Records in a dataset
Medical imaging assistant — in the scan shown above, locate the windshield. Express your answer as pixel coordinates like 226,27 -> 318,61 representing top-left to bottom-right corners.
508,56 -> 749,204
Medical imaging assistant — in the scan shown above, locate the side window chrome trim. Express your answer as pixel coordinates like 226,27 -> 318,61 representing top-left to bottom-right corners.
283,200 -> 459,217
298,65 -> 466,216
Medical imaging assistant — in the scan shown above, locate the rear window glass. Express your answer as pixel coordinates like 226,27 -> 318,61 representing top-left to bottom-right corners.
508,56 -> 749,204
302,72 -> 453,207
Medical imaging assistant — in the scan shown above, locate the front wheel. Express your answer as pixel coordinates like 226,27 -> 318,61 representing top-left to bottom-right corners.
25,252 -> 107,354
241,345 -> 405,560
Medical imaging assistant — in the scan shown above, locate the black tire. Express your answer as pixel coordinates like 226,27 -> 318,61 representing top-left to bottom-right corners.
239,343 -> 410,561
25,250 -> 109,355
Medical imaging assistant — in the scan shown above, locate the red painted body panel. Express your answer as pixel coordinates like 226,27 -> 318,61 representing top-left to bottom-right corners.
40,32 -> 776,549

▸ **WRITTEN TASK**
Print every item above word for word, changing nothing.

▸ **WRITTEN SOLUTION**
Medical imaging assistant — in the scan shown above, locate the windshield. Express your answer as pixel coordinates like 226,27 -> 318,61 representing top-left to bottom-right corners.
508,56 -> 749,204
Medical imaging assistant — in the scan shown above, locate the side window chrome trim. Express your answer as pixel coordinates like 226,27 -> 318,61 representing top-left to bottom-right corners.
283,200 -> 459,217
298,65 -> 466,216
Medical imaging assistant — in the scan shown above, locate the rear window glass. Express your answer as pixel coordinates like 226,27 -> 318,61 representing top-left to bottom-right corners.
508,56 -> 749,204
302,72 -> 453,207
Medical imaging assistant — in the scan shown above, locate the front wheel. Express your answer as pixel coordinates like 226,27 -> 318,61 representing top-left to bottom-right corners.
25,252 -> 107,354
241,345 -> 405,560
Medical imaging assistant — in the scan shown above, locate the black tire. Express your answer as pixel coordinates like 226,27 -> 318,61 representing top-left to bottom-right corners.
239,343 -> 410,561
25,250 -> 109,355
Medical imaging assistant — in the scan shown above, locate the red painted body panel. Express your answer as pixel coordinates like 226,27 -> 318,61 representing top-left to bottom-right corners.
40,32 -> 776,549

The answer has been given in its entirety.